[[ Information, beginning ]]
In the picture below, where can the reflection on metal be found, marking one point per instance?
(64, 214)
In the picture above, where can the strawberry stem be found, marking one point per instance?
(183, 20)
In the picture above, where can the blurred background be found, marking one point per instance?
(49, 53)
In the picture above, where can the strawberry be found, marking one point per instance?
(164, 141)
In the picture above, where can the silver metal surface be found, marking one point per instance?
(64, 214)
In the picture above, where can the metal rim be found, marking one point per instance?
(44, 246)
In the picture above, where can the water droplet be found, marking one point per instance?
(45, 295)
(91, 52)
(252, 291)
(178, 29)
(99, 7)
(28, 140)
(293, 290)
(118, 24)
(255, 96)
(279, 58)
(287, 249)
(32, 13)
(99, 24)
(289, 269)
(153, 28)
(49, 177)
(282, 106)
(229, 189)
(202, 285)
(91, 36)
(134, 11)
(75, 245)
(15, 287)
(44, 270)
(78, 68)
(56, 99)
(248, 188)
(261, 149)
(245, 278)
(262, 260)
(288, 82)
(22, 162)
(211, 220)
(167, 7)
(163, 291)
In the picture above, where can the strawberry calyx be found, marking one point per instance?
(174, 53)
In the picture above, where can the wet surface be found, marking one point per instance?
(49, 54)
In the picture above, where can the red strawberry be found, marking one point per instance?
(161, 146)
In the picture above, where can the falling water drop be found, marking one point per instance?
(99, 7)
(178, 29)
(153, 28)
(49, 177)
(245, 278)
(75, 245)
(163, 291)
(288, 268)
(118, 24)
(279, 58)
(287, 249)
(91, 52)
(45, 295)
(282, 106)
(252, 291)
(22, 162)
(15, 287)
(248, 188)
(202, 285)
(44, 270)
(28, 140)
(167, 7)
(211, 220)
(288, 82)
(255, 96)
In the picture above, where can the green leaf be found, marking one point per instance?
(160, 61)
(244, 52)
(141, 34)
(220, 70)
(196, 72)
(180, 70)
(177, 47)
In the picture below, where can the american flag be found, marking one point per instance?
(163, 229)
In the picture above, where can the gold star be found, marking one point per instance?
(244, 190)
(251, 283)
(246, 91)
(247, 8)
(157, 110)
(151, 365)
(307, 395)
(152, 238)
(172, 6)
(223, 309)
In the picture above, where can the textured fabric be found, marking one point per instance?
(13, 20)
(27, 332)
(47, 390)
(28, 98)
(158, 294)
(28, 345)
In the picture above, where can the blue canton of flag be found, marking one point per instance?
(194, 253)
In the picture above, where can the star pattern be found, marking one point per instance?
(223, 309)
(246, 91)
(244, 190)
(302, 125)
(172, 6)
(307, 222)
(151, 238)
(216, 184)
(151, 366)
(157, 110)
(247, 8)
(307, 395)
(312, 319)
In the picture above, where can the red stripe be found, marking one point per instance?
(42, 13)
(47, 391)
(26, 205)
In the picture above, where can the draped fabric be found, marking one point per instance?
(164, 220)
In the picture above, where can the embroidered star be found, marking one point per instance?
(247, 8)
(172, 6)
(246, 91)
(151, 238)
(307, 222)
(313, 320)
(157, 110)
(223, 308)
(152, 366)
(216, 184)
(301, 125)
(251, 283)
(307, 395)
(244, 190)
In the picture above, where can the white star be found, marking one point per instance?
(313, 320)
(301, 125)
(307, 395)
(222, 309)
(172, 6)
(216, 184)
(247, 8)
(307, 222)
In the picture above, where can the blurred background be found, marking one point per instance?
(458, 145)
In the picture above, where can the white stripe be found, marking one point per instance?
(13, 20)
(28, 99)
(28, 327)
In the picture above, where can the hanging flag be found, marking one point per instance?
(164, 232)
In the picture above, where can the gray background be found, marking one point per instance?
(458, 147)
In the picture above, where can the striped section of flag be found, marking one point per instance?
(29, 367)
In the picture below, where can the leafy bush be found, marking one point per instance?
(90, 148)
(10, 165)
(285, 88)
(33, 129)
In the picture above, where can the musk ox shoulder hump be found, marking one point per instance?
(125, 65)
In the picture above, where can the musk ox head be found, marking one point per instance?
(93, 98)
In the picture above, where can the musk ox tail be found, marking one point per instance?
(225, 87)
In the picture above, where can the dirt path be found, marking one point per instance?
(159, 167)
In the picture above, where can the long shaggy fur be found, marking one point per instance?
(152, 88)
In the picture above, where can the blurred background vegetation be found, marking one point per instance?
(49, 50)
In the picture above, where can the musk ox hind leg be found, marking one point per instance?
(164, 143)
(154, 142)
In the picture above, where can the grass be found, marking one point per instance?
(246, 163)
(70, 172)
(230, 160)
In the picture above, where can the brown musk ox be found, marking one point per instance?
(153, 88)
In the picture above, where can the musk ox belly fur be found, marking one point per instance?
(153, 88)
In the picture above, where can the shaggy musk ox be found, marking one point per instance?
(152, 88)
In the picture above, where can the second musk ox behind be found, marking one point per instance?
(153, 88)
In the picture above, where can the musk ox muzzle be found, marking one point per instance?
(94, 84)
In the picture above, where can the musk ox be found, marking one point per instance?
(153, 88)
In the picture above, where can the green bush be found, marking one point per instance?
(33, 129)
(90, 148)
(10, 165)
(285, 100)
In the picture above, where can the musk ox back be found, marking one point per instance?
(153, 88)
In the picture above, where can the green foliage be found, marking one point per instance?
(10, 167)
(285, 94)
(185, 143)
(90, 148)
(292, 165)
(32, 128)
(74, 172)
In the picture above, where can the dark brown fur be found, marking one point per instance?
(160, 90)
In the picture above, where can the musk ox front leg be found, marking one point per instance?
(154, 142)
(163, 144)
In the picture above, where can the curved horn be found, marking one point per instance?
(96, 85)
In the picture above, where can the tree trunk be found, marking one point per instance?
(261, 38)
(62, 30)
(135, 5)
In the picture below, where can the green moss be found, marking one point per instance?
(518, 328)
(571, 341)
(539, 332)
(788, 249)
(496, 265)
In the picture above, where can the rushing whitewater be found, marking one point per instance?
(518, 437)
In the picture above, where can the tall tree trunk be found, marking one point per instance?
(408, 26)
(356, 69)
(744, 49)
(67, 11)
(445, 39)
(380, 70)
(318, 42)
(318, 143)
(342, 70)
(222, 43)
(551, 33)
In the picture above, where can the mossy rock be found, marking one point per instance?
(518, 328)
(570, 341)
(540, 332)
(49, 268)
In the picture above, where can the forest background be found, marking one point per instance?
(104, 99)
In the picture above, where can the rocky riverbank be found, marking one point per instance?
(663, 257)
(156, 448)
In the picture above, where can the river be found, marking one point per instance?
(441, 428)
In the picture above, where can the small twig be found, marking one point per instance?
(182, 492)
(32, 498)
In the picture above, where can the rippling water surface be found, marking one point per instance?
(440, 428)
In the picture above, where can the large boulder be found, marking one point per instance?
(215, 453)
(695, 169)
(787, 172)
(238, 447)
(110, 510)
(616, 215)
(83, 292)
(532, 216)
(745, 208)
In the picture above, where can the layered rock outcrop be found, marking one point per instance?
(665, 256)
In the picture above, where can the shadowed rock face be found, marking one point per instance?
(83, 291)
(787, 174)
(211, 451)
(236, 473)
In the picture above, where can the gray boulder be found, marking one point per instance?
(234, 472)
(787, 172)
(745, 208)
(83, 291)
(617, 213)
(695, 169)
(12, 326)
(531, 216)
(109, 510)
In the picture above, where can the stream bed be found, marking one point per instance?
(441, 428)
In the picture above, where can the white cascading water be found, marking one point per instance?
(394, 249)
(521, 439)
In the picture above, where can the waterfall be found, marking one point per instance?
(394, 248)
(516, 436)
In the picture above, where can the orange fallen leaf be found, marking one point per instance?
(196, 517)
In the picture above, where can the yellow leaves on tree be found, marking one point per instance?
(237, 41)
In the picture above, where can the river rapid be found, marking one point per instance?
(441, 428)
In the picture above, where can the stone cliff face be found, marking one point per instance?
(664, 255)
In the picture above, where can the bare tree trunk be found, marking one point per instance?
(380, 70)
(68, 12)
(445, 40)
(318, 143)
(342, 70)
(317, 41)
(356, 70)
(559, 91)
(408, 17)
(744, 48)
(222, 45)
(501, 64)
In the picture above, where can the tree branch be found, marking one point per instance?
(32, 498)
[[ Information, end ]]
- _Task to carry out_
Copy each line exactly, from the line containing "In the picture above, where can the tree branch" down to the last line of the material, and no other lines.

- _Output for this task_
In the picture above, where can the tree branch be found, marking one point per instance?
(32, 498)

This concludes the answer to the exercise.